Given records -
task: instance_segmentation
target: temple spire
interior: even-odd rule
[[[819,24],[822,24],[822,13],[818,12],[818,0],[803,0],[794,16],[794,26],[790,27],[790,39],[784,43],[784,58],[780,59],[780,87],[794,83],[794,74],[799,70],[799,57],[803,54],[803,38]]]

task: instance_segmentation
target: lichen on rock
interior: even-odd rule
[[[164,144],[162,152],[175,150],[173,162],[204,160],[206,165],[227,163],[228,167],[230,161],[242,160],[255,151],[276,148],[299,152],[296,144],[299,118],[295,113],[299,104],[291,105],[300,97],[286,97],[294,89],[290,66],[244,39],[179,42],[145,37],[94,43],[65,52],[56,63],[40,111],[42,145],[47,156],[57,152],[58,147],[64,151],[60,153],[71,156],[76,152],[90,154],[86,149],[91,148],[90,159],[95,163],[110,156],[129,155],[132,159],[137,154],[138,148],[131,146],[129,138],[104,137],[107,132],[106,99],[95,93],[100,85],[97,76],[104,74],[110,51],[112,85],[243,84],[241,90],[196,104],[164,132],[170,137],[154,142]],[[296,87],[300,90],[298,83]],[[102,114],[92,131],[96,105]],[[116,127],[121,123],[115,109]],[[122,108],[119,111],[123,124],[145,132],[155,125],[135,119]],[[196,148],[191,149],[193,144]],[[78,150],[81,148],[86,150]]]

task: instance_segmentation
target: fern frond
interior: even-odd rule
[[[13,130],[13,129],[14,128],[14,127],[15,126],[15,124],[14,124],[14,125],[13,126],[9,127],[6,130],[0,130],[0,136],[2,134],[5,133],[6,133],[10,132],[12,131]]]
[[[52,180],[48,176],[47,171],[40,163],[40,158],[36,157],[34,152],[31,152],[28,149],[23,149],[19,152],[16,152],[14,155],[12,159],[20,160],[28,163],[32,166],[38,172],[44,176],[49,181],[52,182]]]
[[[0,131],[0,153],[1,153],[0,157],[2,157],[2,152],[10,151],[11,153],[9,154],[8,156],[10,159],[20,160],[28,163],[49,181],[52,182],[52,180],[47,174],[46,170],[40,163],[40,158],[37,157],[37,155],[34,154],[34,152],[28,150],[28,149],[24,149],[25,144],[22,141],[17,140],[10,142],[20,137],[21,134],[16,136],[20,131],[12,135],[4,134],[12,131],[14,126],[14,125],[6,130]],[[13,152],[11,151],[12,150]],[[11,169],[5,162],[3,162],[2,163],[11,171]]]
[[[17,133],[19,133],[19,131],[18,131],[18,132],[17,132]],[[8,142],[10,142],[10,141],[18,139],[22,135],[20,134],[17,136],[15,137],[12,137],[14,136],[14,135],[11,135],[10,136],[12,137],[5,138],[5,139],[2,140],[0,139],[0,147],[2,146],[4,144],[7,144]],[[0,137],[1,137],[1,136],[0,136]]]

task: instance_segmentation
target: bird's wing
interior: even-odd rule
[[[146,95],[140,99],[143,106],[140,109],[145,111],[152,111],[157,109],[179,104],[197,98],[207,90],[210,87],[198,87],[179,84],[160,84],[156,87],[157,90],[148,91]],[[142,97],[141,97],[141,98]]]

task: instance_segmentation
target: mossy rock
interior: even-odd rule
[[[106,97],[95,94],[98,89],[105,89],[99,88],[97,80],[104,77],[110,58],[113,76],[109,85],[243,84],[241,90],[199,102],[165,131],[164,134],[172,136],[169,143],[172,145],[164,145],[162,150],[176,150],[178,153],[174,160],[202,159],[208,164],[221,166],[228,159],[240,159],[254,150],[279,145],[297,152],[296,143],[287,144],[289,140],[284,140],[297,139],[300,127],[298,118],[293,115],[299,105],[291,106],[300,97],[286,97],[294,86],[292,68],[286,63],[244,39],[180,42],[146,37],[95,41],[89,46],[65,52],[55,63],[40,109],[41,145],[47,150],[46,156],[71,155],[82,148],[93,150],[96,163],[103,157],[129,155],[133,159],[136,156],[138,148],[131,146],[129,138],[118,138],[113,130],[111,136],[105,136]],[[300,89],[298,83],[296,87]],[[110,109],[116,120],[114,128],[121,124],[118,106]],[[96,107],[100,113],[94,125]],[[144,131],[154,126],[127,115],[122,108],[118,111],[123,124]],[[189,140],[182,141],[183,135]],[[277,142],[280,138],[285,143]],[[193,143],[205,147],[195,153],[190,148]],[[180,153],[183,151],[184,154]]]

Description of the task - Type out the full listing again, exactly as given.

Reply to the task -
task: instance_segmentation
target: temple spire
interior: even-odd rule
[[[819,24],[822,24],[822,13],[818,12],[818,0],[803,0],[794,16],[794,26],[790,27],[790,39],[784,43],[784,58],[780,59],[780,87],[794,83],[794,74],[799,70],[799,57],[803,54],[803,38]]]

task: instance_segmentation
target: lichen on rock
interior: even-odd rule
[[[164,144],[162,152],[175,150],[173,162],[204,160],[206,165],[227,163],[228,167],[230,161],[242,160],[255,151],[276,148],[299,152],[296,144],[299,118],[295,113],[299,104],[291,105],[300,97],[286,97],[294,89],[290,66],[244,39],[179,42],[145,37],[94,43],[65,52],[56,63],[40,111],[42,145],[47,156],[57,152],[58,147],[64,151],[60,153],[71,156],[76,152],[90,154],[86,149],[91,148],[90,159],[95,163],[110,156],[129,155],[132,159],[137,154],[138,148],[131,146],[129,138],[104,137],[107,132],[106,99],[95,93],[100,85],[97,76],[104,74],[110,51],[112,85],[243,84],[241,90],[196,104],[164,132],[170,137],[154,142]],[[296,87],[300,90],[298,83]],[[102,114],[92,131],[96,105]],[[116,127],[121,123],[115,109]],[[122,108],[119,111],[123,124],[145,132],[155,125],[135,119]],[[196,148],[191,149],[193,144]],[[78,150],[81,148],[86,150]]]

task: instance_segmentation
target: fern frond
interior: even-odd rule
[[[13,130],[13,129],[14,128],[14,127],[15,126],[15,124],[14,124],[14,125],[13,126],[9,127],[6,130],[0,130],[0,136],[2,134],[5,133],[6,133],[10,132],[12,131]]]
[[[52,180],[48,176],[47,171],[40,163],[40,158],[36,157],[34,152],[31,152],[28,149],[23,149],[19,152],[16,152],[14,155],[12,159],[20,160],[28,163],[32,166],[38,172],[44,176],[49,181],[52,182]]]
[[[0,131],[0,153],[1,153],[0,157],[2,157],[2,152],[10,151],[11,153],[9,154],[8,156],[10,159],[20,160],[28,163],[49,181],[52,182],[52,180],[47,174],[46,170],[40,163],[40,158],[37,157],[37,155],[34,154],[34,152],[28,150],[28,149],[24,149],[25,144],[22,141],[17,140],[10,142],[20,137],[21,134],[16,136],[20,131],[12,135],[4,134],[12,131],[14,126],[14,125],[6,130]],[[13,152],[11,151],[12,150]],[[11,169],[5,162],[3,162],[2,163],[11,171]]]
[[[17,133],[19,133],[19,131],[18,131],[18,132],[17,132]],[[8,142],[10,142],[10,141],[18,139],[22,135],[20,134],[17,136],[15,137],[12,137],[14,136],[14,135],[11,135],[10,136],[12,137],[5,138],[5,139],[2,140],[0,139],[0,147],[2,146],[4,144],[7,144]],[[0,137],[1,137],[1,136],[0,136]]]

task: instance_segmentation
target: bird's wing
interior: even-odd rule
[[[146,95],[140,99],[143,106],[140,109],[145,111],[152,111],[157,109],[179,104],[197,98],[207,90],[210,87],[198,87],[179,84],[160,84],[156,87],[157,90],[148,91]],[[142,97],[141,97],[141,98]]]

task: instance_segmentation
target: mossy rock
interior: even-odd rule
[[[106,97],[95,94],[98,89],[105,89],[99,88],[97,80],[104,77],[110,58],[113,76],[109,85],[243,84],[241,90],[199,102],[165,131],[164,134],[172,136],[169,143],[172,145],[164,145],[162,150],[176,150],[178,153],[174,160],[202,159],[208,164],[221,166],[228,159],[240,159],[254,150],[279,145],[297,152],[296,143],[287,144],[289,140],[284,140],[297,139],[300,127],[298,118],[293,115],[299,105],[291,106],[300,97],[286,97],[294,86],[292,68],[286,63],[244,39],[180,42],[146,37],[95,41],[89,46],[65,52],[55,63],[40,109],[41,145],[47,150],[46,156],[71,155],[82,148],[93,150],[96,163],[103,157],[129,155],[133,159],[136,156],[138,148],[131,146],[129,138],[118,138],[113,130],[111,136],[105,136]],[[300,89],[298,83],[296,87]],[[110,109],[116,120],[114,128],[121,124],[118,106]],[[96,107],[100,113],[94,125]],[[144,131],[154,126],[127,115],[122,108],[118,111],[123,124]],[[189,140],[182,141],[183,135]],[[277,142],[280,138],[285,143]],[[193,143],[205,147],[195,153],[190,148]],[[180,153],[183,151],[184,154]]]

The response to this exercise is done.